=== Work order ===
Transcribe verbatim the span of lines that opens with the line containing "train front cab." and closes with the last line of the data below.

=== Recorded information ===
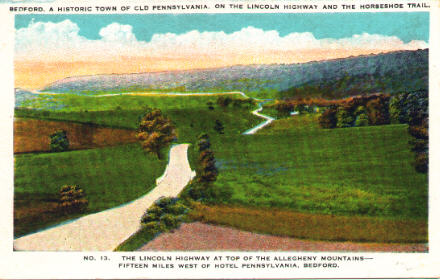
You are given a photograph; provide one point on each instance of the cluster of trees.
(59, 141)
(412, 108)
(72, 199)
(225, 101)
(357, 111)
(155, 132)
(409, 107)
(165, 214)
(202, 187)
(285, 107)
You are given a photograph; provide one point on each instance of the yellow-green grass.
(32, 135)
(109, 176)
(190, 114)
(314, 226)
(349, 171)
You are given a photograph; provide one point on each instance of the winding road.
(105, 230)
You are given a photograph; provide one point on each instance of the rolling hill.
(389, 72)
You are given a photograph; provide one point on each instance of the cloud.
(47, 41)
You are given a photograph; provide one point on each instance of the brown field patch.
(203, 237)
(32, 135)
(314, 226)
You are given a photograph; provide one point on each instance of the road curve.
(105, 230)
(261, 125)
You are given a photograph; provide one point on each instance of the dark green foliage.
(361, 120)
(223, 101)
(219, 127)
(238, 102)
(377, 110)
(283, 108)
(203, 142)
(208, 170)
(421, 162)
(166, 213)
(405, 106)
(156, 132)
(210, 105)
(344, 117)
(113, 176)
(59, 141)
(329, 119)
(419, 144)
(72, 199)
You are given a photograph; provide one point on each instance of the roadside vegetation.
(329, 172)
(109, 176)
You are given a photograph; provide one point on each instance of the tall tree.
(155, 132)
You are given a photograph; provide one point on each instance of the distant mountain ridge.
(392, 71)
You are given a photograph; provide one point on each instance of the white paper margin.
(72, 265)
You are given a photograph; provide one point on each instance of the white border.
(71, 265)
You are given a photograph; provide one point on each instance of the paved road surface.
(104, 231)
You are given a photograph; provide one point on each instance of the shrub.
(72, 199)
(361, 120)
(328, 119)
(377, 110)
(224, 101)
(344, 117)
(155, 132)
(203, 142)
(219, 127)
(165, 214)
(59, 141)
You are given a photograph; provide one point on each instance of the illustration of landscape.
(221, 132)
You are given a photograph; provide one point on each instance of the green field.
(350, 171)
(109, 176)
(189, 113)
(292, 165)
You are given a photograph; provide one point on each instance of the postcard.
(219, 139)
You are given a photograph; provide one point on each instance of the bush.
(421, 162)
(165, 214)
(344, 117)
(59, 141)
(219, 127)
(361, 120)
(328, 119)
(72, 199)
(377, 110)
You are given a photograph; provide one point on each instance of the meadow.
(190, 114)
(288, 174)
(295, 165)
(109, 176)
(32, 135)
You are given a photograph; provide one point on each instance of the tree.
(377, 110)
(344, 117)
(203, 142)
(59, 141)
(210, 105)
(72, 199)
(155, 132)
(224, 101)
(219, 127)
(328, 119)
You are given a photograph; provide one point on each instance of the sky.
(51, 47)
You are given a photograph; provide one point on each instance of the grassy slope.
(190, 113)
(314, 226)
(109, 176)
(296, 165)
(126, 170)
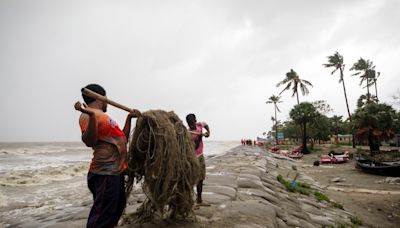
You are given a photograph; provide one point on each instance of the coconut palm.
(303, 114)
(373, 75)
(275, 100)
(365, 69)
(293, 80)
(336, 61)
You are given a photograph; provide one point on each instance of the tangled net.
(161, 151)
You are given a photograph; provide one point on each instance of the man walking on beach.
(106, 173)
(196, 129)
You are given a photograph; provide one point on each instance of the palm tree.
(336, 61)
(292, 78)
(365, 69)
(373, 75)
(303, 114)
(335, 125)
(274, 100)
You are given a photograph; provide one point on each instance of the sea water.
(42, 183)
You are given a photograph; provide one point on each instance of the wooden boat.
(379, 168)
(335, 158)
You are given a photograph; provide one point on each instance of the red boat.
(335, 159)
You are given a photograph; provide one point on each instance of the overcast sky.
(218, 59)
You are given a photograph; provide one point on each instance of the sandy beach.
(243, 191)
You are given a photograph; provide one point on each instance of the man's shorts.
(202, 167)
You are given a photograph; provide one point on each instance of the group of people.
(248, 142)
(106, 174)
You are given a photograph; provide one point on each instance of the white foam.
(44, 175)
(3, 200)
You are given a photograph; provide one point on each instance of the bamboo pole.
(97, 96)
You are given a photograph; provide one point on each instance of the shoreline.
(242, 187)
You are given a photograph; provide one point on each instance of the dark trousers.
(108, 199)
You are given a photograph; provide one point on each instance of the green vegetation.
(294, 187)
(373, 123)
(337, 205)
(303, 114)
(292, 78)
(355, 220)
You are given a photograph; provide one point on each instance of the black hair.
(190, 117)
(95, 88)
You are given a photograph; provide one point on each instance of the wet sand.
(243, 191)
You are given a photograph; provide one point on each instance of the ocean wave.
(44, 175)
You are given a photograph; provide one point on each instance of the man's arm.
(89, 136)
(207, 134)
(127, 127)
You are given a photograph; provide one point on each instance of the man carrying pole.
(106, 173)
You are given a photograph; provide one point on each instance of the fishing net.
(161, 153)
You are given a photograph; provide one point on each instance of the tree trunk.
(305, 150)
(373, 144)
(368, 95)
(348, 109)
(276, 128)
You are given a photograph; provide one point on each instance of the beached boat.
(335, 158)
(379, 168)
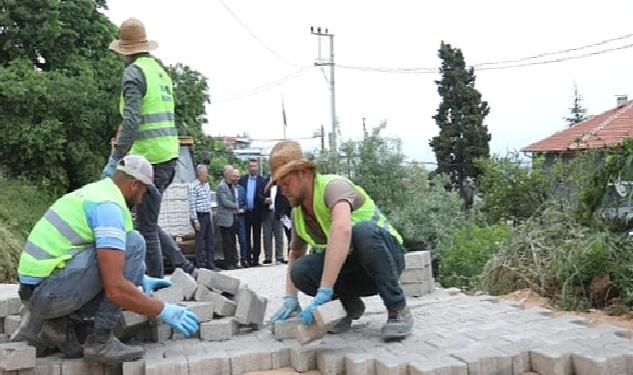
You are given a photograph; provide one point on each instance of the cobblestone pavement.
(454, 334)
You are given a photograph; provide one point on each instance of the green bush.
(465, 255)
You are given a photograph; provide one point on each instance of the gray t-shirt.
(337, 190)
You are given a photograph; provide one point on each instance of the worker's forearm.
(291, 290)
(129, 297)
(336, 254)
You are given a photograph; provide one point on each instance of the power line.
(252, 34)
(261, 88)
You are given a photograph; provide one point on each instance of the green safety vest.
(63, 231)
(156, 137)
(367, 212)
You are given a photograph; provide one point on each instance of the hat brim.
(132, 49)
(293, 166)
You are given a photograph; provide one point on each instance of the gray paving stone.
(203, 310)
(218, 330)
(303, 359)
(11, 323)
(360, 364)
(16, 356)
(186, 282)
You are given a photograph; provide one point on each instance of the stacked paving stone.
(417, 277)
(222, 307)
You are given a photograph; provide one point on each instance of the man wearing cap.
(357, 253)
(148, 129)
(83, 262)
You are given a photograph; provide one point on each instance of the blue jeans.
(372, 267)
(77, 288)
(204, 241)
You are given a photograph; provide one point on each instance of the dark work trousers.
(253, 229)
(240, 230)
(157, 241)
(228, 246)
(77, 288)
(373, 266)
(204, 241)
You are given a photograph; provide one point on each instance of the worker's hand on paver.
(180, 318)
(323, 295)
(109, 169)
(289, 308)
(151, 284)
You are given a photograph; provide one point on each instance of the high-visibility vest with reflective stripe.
(63, 231)
(156, 137)
(367, 212)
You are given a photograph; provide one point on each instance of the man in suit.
(227, 209)
(253, 183)
(240, 193)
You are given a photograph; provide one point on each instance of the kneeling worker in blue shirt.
(83, 262)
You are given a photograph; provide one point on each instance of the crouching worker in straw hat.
(83, 262)
(357, 252)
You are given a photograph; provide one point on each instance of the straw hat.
(287, 157)
(132, 39)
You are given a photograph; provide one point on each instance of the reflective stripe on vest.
(367, 212)
(156, 137)
(63, 230)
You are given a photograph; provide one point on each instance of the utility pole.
(330, 63)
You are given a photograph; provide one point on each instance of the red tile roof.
(604, 130)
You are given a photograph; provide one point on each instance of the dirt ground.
(529, 299)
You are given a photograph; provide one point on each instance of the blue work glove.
(288, 309)
(150, 284)
(323, 295)
(180, 318)
(109, 169)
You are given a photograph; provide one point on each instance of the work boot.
(355, 308)
(105, 348)
(399, 323)
(28, 331)
(60, 332)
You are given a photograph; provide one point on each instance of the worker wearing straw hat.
(356, 252)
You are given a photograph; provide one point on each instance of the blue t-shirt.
(106, 221)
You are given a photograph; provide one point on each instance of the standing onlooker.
(254, 186)
(240, 228)
(200, 214)
(227, 208)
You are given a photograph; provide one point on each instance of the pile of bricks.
(222, 306)
(417, 277)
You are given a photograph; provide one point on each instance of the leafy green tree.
(57, 76)
(577, 113)
(460, 116)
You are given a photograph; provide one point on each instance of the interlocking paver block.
(203, 310)
(250, 360)
(417, 259)
(303, 359)
(172, 294)
(329, 313)
(202, 294)
(218, 330)
(360, 364)
(222, 305)
(286, 329)
(307, 334)
(11, 323)
(134, 368)
(185, 281)
(215, 363)
(217, 280)
(16, 356)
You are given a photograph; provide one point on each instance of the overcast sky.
(527, 103)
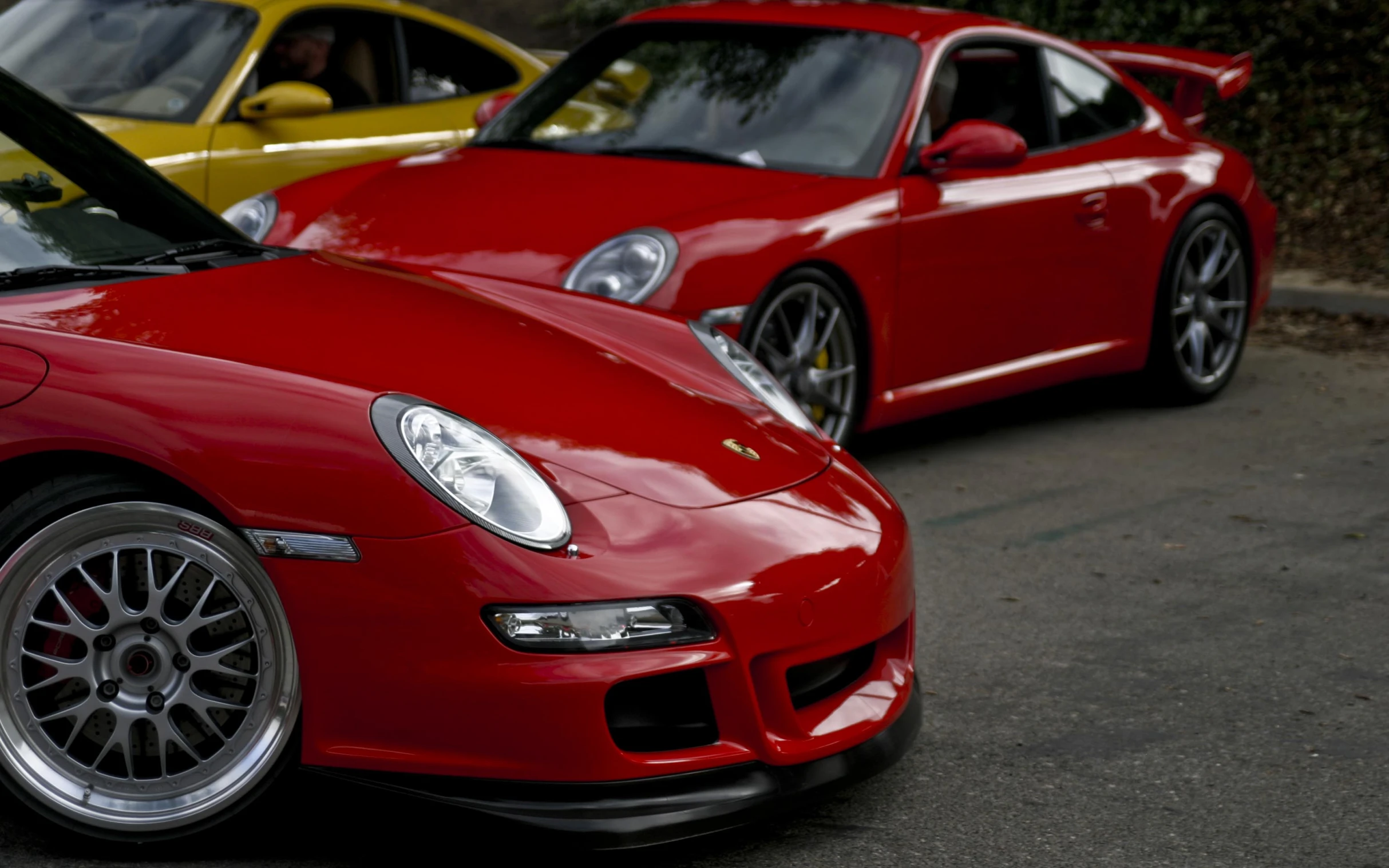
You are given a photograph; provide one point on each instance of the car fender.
(268, 449)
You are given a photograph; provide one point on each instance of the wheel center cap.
(141, 663)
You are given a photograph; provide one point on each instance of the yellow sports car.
(231, 99)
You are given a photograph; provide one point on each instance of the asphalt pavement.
(1149, 636)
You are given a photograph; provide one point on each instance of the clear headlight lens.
(628, 267)
(745, 367)
(473, 471)
(255, 216)
(599, 627)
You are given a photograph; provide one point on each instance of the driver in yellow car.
(302, 54)
(231, 98)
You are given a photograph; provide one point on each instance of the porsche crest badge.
(747, 452)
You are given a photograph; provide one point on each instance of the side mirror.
(492, 108)
(287, 100)
(974, 145)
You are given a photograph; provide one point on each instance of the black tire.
(59, 503)
(846, 346)
(1194, 356)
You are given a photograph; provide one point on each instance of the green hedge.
(1315, 121)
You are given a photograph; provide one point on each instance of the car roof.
(916, 23)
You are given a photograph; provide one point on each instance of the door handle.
(1095, 209)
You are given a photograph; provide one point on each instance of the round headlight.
(255, 216)
(473, 471)
(746, 370)
(628, 267)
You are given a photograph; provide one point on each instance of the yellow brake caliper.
(822, 363)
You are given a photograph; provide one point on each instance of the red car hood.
(509, 213)
(646, 414)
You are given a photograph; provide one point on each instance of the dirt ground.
(1323, 332)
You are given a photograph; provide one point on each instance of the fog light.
(599, 627)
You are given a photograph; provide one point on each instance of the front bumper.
(791, 580)
(645, 811)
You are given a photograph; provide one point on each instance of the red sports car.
(899, 210)
(552, 558)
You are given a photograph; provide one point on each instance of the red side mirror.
(492, 109)
(975, 145)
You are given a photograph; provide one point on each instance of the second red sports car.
(900, 210)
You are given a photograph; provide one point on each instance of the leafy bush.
(1315, 121)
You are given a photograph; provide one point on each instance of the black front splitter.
(655, 810)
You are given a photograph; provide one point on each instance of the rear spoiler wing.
(1194, 72)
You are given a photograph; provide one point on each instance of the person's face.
(302, 56)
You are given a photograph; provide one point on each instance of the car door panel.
(991, 263)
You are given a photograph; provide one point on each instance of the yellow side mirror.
(287, 100)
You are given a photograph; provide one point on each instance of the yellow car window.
(444, 66)
(141, 59)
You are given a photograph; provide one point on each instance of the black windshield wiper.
(520, 144)
(43, 275)
(674, 152)
(213, 248)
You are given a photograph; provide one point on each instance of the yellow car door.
(421, 84)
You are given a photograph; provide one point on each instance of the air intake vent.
(662, 713)
(812, 682)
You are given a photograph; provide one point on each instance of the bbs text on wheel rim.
(806, 339)
(1210, 304)
(149, 671)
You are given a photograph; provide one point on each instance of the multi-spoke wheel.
(1202, 311)
(149, 671)
(804, 331)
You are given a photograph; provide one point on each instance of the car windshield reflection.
(798, 99)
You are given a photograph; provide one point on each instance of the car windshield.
(144, 59)
(798, 99)
(74, 206)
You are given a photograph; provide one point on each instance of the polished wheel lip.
(818, 362)
(90, 798)
(1210, 304)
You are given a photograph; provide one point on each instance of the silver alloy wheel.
(805, 339)
(1212, 303)
(151, 677)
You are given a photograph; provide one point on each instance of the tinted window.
(799, 99)
(1087, 102)
(349, 54)
(445, 66)
(148, 59)
(990, 82)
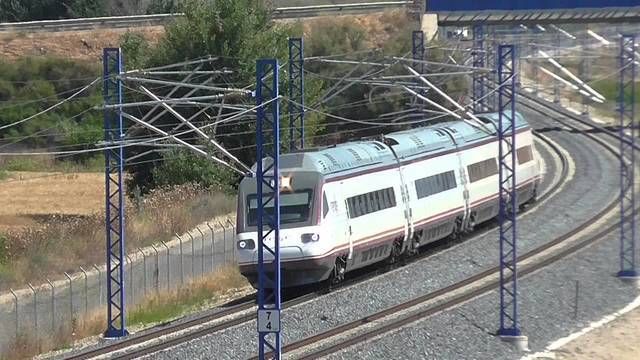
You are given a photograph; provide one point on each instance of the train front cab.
(304, 246)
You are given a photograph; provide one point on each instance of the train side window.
(435, 184)
(525, 154)
(482, 169)
(325, 205)
(371, 202)
(392, 197)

=== Finished exercise ===
You are given a photograph; provide one point on each instance of the train front cab.
(304, 246)
You are given a photograph; provide one point on each instance of the train side window.
(435, 184)
(525, 154)
(482, 169)
(325, 205)
(371, 202)
(392, 197)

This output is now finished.